>> start Extract

Mary Lou....you tank looks really nice. I think it looks nice and bright too.

CKC....You know I never noticed that about that rock!



I have it in a different location now so you can't really tell but yes, in those pics it DOES look like a dog!!

Very pretty tanks everyone!


----------



## Jill (Feb 18, 2010)

Everyone's tanks are so beautiful!!!









Mary Lou, I think your tank looks very pretty and bright! I found out recently, after trying several other bulbs, that the "All Glass" brand florescent tubes give the water a very different / bright / blue toned clarity. But, I don't know if they are acceptable for live plants. All of ours are plastic. And, of course, I love your "Barney" (blood parrot). Those and fancy goldfish are my favorites -- I get attached to these kind of fish



:yes





Mini812, I love shopping both Fosters & Smith's, Big Als Online and That Fish Place (all online) for aquarium supplies and equipment. For live fish, I like PetSmart and Aquabid (one bad experience by 5 very good ones to offset it)









HEADS UP to other fish keepers -- I heard that PetSmart is having a sale on ALL tetras -- $1/each!!! I heard conflicting reports. One person said it starts 2/22 and another said it starts 3/1. Either way, that's a pretty cool deal if anyones been thinking of adding fish. I know I'll be checking out what they've got


----------



## Jill (Feb 18, 2010)

Sterling said:


> CKC....You know I never noticed that about that rock!
> 
> 
> 
> I have it in a different location now so you can't really tell but yes, in those pics it DOES look like a dog!!


Cheyenne, we have a decoration that looks like it's made of similar material, but I think ours looks like Fred & Wilma Flinstone's house:


----------



## minie812 (Feb 18, 2010)

Our Petsmart has a 1.00 fish sale going on since lasr week with about five different species.



Thats where I got my Gouramis at for 1.00 and am going back this w/e. It is 60 miles away



Here is a website and OMG what beautiful fish http://www.somethingsphishy.com/product_in...products_id=864 The saltwater aquarium is beautiful and Mary Lou I too am working on a live freshwater aquarium it take stime but I want to try and do it right.


----------



## NoddalottaFarm (Feb 18, 2010)

Okay, for all of you who have salt water tanks.... are they hard to take care of? My husband has a (I think) 45 gallon tank and we have tried to keep snails and African Dwarf Frogs, but we can't seem to keep them alive. We do *VERY WELL* with guppies and gold fish.



My husband has always wanted a salt water tank, but I worry about how much the fish cost, only to have them die on me. Do you need to do a lot more to a salt water tank vs. a fresh water tank?


----------



## miniwhinny (Feb 18, 2010)

I've had saltwater tanks of all sizes for about 20 years. Right just now I have a 29 nano reef.

>> end Extract

*Instruction A*. Repeat the part of the aquarium forum thread starting with "Mini812, I love" and going on through "to offset it)".
*Instruction B*. Swap "marker" for "dot" in the records, starting with the line with "Task: point out each instance of the sandy" and going on through the last line of the records. Give only those lines, with nothing else changed.

>> start Dataset entries

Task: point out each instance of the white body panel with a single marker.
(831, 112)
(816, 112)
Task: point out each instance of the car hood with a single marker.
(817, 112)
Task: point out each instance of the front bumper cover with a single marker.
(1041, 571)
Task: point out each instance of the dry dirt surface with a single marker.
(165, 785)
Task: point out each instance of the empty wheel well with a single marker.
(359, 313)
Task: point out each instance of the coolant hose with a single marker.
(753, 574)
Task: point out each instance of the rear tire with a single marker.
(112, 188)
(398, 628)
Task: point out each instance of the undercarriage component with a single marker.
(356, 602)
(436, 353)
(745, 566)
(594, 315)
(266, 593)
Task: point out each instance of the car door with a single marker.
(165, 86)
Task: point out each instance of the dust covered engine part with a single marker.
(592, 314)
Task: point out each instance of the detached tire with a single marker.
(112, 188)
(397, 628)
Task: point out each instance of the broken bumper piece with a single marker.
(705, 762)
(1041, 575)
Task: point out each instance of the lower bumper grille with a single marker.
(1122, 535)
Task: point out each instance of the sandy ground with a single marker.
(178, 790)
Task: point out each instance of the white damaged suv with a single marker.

>> end Dataset entries

*Correct response A*.
Mini812, I love shopping both Fosters & Smith's, Big Als Online and That Fish Place (all online) for aquarium supplies and equipment. For live fish, I like PetSmart and Aquabid (one bad experience by 5 very good ones to offset it)

*Correct response B*.
Task: point out each instance of the sandy ground with a single dot.
(178, 790)
Task: point out each instance of the white damaged suv with a single dot.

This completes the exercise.